• _Given problem 1_
Reproduce word for word the part of the nuclear arms budget article that begins at the words "November 1, 2017" and stops after "President Barack Obama.".
BEGIN Text to read
November 1, 2017 By The Colorado Coalition

https://www.politico.com/story/2017/10/31/nuclear-overhaul-defense-budget-cbo-244391?lo=ap_b1

Trillion-dollar nuclear arms plan sets up budget brawl

A government report raises alarms that the Pentagon severely underestimated what it will take to replace its current arsenal.

A government report predicting it will cost $1.2 trillion to upgrade the U.S. nuclear arsenal is raising alarms that the Pentagon severely underestimated what it will take to replace its current weapons — and sparked calls Tuesday for the Trump administration to reevaluate a modernization plan first proposed by former President Barack Obama.

The nonpartisan Congressional Budget Office estimated it will cost at least $1.2 trillion between 2017 and 2046 to introduce the mix of nuclear-armed submarines, bombers and missiles that are now under construction. That’s a higher price tag than some previous estimates had offered.
END Text to read
• _Given problem 2_
Turn every line of the labeling listing below into a Markdown table with the columns Row and Line, numbering the rows and omitting blank lines. Leave the pictures out.
BEGIN Dataset records
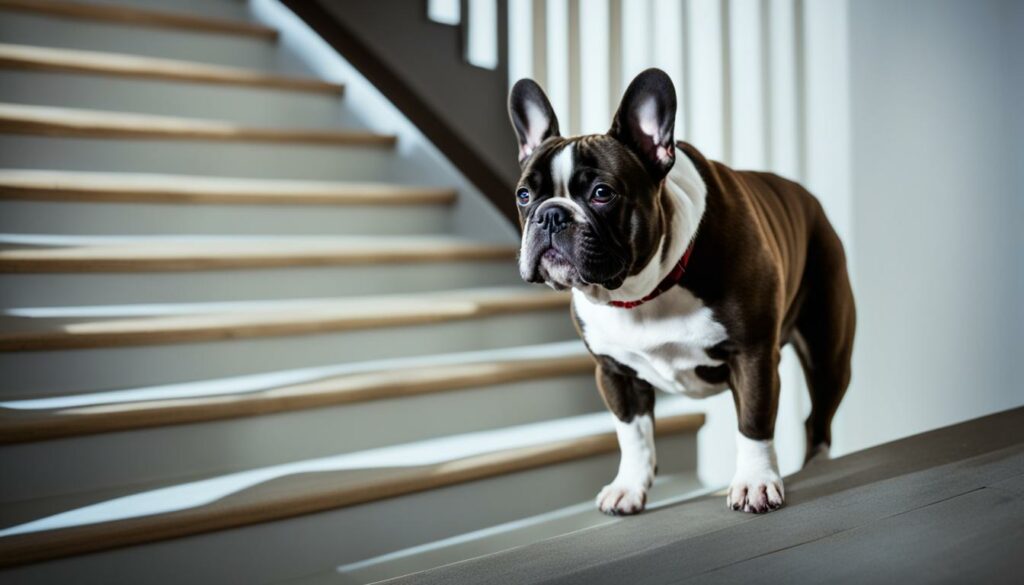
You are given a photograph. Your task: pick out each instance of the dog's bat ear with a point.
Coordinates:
(531, 115)
(646, 119)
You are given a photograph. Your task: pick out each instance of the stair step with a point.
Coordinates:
(107, 64)
(99, 254)
(47, 121)
(139, 187)
(67, 203)
(77, 328)
(666, 491)
(39, 419)
(261, 419)
(145, 345)
(136, 16)
(315, 486)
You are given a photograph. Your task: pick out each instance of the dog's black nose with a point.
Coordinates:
(554, 218)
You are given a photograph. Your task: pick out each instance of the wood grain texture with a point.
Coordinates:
(128, 187)
(148, 255)
(310, 493)
(24, 426)
(139, 17)
(117, 65)
(331, 316)
(47, 121)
END Dataset records
• _Complete response 1_
November 1, 2017 By The Colorado Coalition

https://www.politico.com/story/2017/10/31/nuclear-overhaul-defense-budget-cbo-244391?lo=ap_b1

Trillion-dollar nuclear arms plan sets up budget brawl

A government report raises alarms that the Pentagon severely underestimated what it will take to replace its current arsenal.

A government report predicting it will cost $1.2 trillion to upgrade the U.S. nuclear arsenal is raising alarms that the Pentagon severely underestimated what it will take to replace its current weapons — and sparked calls Tuesday for the Trump administration to reevaluate a modernization plan first proposed by former President Barack Obama.

• _Complete response 2_
| Row | Line |
|---|---|
| 1 | You are given a photograph. Your task: pick out each instance of the dog's bat ear with a point. |
| 2 | Coordinates: |
| 3 | (531, 115) |
| 4 | (646, 119) |
| 5 | You are given a photograph. Your task: pick out each instance of the stair step with a point. |
| 6 | Coordinates: |
| 7 | (107, 64) |
| 8 | (99, 254) |
| 9 | (47, 121) |
| 10 | (139, 187) |
| 11 | (67, 203) |
| 12 | (77, 328) |
| 13 | (666, 491) |
| 14 | (39, 419) |
| 15 | (261, 419) |
| 16 | (145, 345) |
| 17 | (136, 16) |
| 18 | (315, 486) |
| 19 | You are given a photograph. Your task: pick out each instance of the dog's black nose with a point. |
| 20 | Coordinates: |
| 21 | (554, 218) |
| 22 | You are given a photograph. Your task: pick out each instance of the wood grain texture with a point. |
| 23 | Coordinates: |
| 24 | (128, 187) |
| 25 | (148, 255) |
| 26 | (310, 493) |
| 27 | (24, 426) |
| 28 | (139, 17) |
| 29 | (117, 65) |
| 30 | (331, 316) |
| 31 | (47, 121) |